Ratings72
Average rating4.6
This book has enjoyed a lot of hype, but it wasn't really my cup of tea. I adored some of the essays – especially the ones on parenting, and the ones that really delved into mixing botany with indigenous culture. Two things really got in the way of it being great for me, though: one was that I tend to read in chunks of time and by the end of half an hour the essays would feel very monotone and redundant. I suppose that Kimmerer would say that I wasn't reading as an honorable harvest and that what I should be doing was small moments of mindful reading over time to give the essays space to grow. Which, I guess, leads me to the second point: I found Kimmerer so disdainful - she tries to say she doesn't disdain people, just ways of life, but she also clearly looks down on her students, biologists who don't talk about love and beauty in their scientific presentations, city-dwellers, people who get bored during long speeches and so much more. She comes off as thinking that only her people have insights like “rituals that celebrate the whole community are good” (it turns out non-indigenous people also have spiritual and community rituals).
I got the strong sense reading the book that she would hate me, a biologist who thinks things are cool but not beautiful, who loves being with other people in dense urban cities, who is easily bored despite believing in gratitude. And I just didn't enjoy reading a book that made me feel bad about myself but not in a productive way.

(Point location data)

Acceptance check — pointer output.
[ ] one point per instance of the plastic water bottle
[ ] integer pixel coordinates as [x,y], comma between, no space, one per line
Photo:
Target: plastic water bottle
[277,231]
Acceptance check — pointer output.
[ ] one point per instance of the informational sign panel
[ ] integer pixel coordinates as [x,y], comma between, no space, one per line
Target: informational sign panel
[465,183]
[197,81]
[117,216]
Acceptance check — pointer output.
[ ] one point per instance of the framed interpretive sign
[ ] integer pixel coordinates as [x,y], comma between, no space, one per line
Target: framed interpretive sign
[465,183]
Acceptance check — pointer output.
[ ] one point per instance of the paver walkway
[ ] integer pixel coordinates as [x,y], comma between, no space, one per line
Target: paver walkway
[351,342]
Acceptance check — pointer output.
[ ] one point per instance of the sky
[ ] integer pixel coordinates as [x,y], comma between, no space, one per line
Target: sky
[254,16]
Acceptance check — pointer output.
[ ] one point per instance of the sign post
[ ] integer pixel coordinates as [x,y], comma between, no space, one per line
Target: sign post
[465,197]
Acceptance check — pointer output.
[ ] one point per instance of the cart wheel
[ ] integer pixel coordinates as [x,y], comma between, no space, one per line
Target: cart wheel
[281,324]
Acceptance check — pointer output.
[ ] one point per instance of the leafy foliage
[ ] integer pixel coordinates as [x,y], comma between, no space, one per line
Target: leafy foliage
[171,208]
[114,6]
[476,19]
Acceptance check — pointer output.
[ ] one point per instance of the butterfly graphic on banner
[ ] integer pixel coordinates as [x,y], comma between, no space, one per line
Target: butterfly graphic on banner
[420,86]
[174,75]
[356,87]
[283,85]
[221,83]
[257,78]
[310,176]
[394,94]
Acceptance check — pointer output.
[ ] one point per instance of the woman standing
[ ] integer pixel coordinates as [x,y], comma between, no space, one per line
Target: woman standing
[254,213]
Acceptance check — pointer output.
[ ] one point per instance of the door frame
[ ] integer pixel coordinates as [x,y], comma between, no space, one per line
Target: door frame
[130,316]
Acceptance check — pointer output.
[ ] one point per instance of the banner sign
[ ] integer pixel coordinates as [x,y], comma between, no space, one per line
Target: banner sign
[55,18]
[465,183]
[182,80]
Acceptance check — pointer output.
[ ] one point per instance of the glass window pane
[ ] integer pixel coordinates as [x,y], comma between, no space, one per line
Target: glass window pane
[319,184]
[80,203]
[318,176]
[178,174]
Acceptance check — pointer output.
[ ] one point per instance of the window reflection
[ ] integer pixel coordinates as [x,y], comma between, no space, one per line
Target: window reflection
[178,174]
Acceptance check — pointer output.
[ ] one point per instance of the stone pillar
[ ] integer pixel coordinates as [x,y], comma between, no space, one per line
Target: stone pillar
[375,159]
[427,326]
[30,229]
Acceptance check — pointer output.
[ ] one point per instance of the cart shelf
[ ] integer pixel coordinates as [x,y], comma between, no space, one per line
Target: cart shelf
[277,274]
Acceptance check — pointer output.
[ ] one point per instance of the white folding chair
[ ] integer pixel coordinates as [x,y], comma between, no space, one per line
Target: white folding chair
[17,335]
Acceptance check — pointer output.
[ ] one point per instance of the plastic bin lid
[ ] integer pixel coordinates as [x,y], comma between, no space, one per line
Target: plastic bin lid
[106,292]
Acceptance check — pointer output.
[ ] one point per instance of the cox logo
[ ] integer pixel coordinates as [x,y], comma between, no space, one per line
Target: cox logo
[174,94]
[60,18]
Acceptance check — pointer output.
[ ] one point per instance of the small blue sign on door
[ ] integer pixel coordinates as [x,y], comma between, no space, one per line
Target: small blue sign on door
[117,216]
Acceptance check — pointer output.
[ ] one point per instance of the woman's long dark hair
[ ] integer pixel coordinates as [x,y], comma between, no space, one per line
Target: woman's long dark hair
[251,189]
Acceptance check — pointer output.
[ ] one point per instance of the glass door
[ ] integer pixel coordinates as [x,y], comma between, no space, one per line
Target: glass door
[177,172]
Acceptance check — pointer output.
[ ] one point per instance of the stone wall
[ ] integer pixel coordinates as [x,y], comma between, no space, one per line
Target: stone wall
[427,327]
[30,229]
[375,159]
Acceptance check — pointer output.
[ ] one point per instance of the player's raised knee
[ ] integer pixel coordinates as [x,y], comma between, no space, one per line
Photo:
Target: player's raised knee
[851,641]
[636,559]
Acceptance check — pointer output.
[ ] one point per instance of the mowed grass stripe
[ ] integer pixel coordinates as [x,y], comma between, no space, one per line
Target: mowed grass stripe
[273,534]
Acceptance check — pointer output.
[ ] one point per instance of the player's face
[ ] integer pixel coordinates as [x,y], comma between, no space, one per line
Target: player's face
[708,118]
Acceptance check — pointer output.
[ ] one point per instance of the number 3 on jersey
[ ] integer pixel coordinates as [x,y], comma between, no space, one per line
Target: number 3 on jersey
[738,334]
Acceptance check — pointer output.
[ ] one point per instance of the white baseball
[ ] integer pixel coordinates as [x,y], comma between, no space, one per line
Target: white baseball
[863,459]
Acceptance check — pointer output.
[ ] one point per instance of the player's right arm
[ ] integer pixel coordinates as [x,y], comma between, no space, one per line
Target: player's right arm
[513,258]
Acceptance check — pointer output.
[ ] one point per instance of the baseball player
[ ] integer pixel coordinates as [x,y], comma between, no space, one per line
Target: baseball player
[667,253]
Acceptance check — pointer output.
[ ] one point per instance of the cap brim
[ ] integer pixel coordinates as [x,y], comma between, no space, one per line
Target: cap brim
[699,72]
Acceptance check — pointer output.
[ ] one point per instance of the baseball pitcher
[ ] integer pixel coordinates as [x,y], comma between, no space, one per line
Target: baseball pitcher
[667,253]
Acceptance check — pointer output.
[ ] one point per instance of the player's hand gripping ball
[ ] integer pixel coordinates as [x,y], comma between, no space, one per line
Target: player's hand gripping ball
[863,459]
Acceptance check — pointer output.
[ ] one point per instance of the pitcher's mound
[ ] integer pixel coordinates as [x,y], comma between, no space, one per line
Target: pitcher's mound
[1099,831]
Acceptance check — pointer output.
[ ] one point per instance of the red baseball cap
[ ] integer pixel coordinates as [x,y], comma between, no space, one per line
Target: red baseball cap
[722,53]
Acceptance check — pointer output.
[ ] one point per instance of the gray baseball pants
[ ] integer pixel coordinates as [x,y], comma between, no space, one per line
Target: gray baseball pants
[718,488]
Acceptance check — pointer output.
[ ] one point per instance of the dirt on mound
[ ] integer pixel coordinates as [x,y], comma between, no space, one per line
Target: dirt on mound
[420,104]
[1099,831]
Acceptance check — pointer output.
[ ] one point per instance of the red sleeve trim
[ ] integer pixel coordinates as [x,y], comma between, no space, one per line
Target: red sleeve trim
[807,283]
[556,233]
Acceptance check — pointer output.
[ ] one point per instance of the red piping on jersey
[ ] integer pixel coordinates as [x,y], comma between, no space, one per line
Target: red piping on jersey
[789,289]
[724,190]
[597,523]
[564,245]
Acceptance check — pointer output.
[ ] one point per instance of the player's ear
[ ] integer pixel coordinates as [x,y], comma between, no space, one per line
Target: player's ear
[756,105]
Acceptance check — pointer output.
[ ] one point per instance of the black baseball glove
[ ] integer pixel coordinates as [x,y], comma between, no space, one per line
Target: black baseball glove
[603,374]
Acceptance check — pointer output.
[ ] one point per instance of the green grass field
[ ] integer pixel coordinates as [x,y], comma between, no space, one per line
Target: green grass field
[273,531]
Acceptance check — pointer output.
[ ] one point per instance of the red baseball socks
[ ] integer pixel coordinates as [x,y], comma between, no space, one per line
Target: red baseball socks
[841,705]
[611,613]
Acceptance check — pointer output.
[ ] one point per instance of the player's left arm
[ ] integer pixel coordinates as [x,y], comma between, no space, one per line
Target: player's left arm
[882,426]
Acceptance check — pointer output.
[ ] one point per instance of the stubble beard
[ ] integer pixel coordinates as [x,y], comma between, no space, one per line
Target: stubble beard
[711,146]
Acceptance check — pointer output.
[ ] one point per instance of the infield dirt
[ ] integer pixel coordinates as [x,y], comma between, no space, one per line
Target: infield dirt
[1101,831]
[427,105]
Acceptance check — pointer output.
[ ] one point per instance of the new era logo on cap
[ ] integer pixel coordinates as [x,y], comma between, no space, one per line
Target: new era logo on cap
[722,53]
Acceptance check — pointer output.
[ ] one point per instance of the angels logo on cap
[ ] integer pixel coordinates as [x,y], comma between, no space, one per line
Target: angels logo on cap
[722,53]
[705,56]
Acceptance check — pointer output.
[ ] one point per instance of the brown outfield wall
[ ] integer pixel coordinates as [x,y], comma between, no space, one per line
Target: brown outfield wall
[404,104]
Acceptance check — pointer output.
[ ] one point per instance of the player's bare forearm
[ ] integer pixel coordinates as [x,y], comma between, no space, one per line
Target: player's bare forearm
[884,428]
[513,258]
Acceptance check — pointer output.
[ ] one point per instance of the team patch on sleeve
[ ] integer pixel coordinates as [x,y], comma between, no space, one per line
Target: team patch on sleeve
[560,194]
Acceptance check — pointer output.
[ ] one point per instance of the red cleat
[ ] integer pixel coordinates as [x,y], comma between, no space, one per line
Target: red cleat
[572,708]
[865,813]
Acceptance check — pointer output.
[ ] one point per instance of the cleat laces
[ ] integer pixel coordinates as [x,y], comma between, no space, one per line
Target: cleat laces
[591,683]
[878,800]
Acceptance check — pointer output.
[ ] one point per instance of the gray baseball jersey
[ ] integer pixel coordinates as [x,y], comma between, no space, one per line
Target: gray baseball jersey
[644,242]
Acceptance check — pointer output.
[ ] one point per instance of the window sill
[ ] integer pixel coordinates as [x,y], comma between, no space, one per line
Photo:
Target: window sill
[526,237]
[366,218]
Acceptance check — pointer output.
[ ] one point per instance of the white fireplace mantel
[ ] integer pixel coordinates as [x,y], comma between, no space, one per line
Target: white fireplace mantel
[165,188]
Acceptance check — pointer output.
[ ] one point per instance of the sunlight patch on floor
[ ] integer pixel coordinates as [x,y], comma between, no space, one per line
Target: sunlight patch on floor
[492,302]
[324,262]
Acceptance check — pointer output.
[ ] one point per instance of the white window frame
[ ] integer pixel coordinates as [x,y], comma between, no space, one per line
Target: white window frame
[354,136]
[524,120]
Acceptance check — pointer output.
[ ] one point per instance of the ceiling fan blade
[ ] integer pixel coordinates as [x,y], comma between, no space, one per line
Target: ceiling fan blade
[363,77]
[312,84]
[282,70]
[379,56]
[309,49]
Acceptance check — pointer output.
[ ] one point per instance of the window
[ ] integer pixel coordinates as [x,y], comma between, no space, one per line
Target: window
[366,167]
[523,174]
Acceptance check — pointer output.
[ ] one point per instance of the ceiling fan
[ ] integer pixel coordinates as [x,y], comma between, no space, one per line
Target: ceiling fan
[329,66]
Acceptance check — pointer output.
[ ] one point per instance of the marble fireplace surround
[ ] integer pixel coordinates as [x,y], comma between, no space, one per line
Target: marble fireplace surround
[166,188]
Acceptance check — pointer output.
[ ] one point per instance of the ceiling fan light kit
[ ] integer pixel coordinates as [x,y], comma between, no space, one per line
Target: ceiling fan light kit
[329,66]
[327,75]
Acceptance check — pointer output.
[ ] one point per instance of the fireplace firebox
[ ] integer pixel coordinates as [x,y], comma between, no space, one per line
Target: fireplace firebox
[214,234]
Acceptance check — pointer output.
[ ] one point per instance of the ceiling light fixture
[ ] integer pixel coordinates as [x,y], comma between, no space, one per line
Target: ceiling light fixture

**Description of the task**
Rewrite the part of the book review that opens with the words containing "I got the strong" and closes with "a productive way.", swapping "dense urban cities" for "big crowded cities".

**The completed task**
I got the strong sense reading the book that she would hate me, a biologist who thinks things are cool but not beautiful, who loves being with other people in big crowded cities, who is easily bored despite believing in gratitude. And I just didn't enjoy reading a book that made me feel bad about myself but not in a productive way.